-- start of SUPPLIED MATERIAL --
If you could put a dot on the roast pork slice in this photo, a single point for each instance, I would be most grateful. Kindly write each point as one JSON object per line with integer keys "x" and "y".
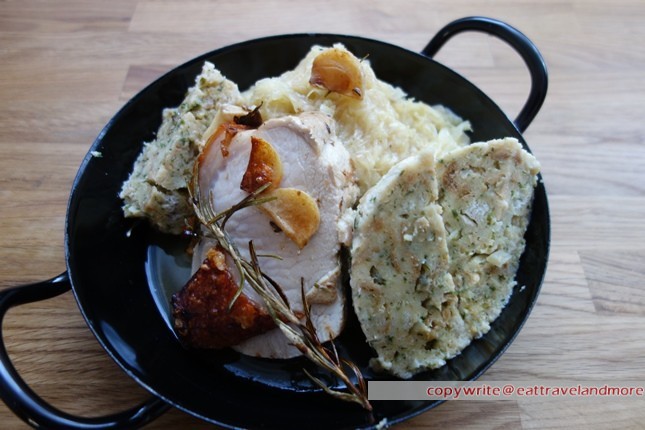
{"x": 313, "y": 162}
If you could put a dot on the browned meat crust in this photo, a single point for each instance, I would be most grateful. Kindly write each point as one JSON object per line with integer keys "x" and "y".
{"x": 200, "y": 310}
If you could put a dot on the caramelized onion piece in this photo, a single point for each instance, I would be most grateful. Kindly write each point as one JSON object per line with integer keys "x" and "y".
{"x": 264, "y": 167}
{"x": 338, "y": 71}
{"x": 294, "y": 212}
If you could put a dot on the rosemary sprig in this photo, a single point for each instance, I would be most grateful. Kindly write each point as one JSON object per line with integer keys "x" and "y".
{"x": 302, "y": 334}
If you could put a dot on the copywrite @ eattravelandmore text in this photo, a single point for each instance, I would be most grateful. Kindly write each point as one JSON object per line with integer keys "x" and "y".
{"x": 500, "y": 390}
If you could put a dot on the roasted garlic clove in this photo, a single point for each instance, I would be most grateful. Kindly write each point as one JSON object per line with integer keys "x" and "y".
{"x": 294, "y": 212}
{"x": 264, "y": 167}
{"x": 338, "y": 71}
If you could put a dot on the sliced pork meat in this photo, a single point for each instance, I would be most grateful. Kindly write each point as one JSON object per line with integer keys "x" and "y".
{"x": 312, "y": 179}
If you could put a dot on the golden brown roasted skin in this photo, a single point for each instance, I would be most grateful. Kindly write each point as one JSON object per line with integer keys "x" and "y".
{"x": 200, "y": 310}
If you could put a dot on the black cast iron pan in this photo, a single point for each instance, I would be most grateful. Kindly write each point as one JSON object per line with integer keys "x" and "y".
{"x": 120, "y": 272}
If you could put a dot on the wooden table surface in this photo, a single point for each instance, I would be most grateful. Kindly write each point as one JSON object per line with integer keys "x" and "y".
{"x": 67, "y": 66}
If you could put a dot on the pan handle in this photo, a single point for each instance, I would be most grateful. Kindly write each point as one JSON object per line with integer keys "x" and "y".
-- end of SUPPLIED MATERIAL --
-- start of SUPPLIED MATERIAL --
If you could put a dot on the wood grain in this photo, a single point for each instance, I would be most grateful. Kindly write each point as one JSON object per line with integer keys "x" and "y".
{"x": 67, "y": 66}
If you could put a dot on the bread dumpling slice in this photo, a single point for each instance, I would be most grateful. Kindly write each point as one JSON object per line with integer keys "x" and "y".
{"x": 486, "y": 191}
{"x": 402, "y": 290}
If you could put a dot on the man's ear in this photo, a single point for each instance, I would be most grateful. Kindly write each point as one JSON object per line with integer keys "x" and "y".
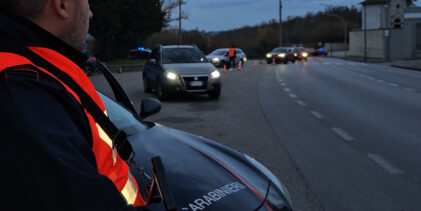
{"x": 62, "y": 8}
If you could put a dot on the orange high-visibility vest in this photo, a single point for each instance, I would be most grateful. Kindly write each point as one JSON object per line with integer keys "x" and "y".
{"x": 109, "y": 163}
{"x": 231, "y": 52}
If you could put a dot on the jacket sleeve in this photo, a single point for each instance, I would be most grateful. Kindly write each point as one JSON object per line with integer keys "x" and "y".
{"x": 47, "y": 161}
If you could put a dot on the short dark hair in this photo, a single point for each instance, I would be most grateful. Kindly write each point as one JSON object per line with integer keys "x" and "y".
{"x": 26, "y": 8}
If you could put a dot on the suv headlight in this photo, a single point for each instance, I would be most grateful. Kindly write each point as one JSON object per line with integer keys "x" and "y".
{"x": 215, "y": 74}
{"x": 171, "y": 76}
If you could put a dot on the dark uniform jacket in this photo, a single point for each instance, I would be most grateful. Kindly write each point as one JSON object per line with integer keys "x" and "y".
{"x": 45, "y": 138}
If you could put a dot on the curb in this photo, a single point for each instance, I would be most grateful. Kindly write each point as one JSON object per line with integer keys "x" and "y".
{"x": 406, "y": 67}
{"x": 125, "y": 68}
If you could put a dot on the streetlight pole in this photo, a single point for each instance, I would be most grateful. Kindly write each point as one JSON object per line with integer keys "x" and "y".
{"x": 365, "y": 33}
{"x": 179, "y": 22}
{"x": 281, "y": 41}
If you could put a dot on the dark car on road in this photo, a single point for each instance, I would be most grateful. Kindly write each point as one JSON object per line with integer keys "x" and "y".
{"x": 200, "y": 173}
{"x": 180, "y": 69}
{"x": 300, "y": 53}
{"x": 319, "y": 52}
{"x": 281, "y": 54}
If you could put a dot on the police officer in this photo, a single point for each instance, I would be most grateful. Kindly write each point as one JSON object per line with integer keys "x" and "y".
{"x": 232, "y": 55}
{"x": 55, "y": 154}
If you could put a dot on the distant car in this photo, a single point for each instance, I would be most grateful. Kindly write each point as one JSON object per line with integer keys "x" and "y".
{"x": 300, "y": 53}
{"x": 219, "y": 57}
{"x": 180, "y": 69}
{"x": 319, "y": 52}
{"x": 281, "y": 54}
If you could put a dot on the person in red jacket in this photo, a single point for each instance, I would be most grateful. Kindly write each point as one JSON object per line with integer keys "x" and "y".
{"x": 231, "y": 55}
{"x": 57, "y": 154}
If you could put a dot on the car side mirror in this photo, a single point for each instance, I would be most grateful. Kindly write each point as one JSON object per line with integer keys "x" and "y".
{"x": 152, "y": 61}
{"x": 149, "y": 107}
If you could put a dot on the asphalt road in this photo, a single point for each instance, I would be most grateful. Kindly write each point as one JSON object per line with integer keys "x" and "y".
-- end of SUPPLIED MATERIAL --
-- start of SUPPLIED MATERIAL --
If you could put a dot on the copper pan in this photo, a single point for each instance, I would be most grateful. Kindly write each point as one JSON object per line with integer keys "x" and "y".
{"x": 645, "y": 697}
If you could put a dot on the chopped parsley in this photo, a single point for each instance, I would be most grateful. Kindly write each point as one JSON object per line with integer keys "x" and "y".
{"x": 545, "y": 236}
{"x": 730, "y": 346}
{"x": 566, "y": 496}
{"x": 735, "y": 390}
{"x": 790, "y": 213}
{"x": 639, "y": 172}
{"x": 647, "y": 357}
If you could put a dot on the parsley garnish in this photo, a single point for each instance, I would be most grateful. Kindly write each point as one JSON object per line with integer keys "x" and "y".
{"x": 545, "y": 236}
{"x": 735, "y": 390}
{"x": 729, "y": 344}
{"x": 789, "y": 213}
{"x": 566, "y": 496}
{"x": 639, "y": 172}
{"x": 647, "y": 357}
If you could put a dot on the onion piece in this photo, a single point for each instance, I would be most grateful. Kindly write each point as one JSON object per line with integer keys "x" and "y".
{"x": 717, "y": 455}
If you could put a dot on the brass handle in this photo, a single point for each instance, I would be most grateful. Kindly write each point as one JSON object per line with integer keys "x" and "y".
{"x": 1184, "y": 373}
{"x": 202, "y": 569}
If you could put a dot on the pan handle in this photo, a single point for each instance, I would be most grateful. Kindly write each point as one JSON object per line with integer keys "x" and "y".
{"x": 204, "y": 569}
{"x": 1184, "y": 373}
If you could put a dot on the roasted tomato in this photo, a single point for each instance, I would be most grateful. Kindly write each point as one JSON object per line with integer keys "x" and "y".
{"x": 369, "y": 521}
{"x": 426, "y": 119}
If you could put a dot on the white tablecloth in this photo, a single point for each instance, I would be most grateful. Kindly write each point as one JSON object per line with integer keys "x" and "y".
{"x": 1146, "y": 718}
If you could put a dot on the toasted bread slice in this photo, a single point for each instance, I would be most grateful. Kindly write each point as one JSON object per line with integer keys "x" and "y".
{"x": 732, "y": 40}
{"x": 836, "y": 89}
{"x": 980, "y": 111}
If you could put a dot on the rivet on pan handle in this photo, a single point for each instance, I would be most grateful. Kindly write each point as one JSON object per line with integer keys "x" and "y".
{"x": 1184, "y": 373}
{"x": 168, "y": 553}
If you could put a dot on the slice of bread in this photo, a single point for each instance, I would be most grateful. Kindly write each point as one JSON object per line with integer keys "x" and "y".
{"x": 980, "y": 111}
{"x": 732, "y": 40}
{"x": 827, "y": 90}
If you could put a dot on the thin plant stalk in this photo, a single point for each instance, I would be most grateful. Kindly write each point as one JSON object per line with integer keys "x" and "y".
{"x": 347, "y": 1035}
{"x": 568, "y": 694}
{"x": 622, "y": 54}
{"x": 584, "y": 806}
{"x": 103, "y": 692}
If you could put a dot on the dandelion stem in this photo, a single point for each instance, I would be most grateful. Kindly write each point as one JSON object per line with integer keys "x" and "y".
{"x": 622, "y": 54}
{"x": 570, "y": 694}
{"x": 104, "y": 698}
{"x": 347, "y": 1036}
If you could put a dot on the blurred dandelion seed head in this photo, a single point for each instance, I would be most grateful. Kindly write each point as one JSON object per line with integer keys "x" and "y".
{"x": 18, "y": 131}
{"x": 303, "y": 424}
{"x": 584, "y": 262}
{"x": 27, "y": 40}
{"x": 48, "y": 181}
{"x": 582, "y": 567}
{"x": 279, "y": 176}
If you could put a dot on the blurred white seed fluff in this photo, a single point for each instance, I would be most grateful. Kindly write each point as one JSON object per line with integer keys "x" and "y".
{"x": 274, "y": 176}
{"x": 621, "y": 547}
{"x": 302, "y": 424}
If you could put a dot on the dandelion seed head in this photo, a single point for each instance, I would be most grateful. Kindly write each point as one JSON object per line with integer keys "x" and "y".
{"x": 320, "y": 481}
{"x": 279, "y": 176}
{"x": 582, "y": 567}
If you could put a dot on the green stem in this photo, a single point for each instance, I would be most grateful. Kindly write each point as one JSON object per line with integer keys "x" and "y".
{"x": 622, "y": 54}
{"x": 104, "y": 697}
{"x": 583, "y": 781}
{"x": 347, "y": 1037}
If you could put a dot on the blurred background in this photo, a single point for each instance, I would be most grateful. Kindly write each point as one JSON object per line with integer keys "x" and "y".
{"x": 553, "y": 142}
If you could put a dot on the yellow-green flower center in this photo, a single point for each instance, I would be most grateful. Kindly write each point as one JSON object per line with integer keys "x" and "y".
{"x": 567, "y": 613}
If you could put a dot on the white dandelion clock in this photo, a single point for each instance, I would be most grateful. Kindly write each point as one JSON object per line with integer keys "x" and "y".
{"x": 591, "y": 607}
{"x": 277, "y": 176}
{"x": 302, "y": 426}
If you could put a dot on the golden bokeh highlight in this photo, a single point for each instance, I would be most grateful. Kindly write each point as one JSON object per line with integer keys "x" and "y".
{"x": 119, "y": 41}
-- end of SUPPLIED MATERIAL --
▶ **DO THIS**: Which lines in the records contain the word "onion"? Pick out each of them and copy it.

▶ **FINAL RESULT**:
If you could put a dot on the caramelized onion piece in this photo, a single point for each instance, I would be most grateful. Kindly write each point as one JSON object per line with integer keys "x" and "y".
If you could put a dot on the onion piece in this photo, a single point for each instance, I would be most grateful. Kindly write each point as one JSON object per line with integer keys "x" and "y".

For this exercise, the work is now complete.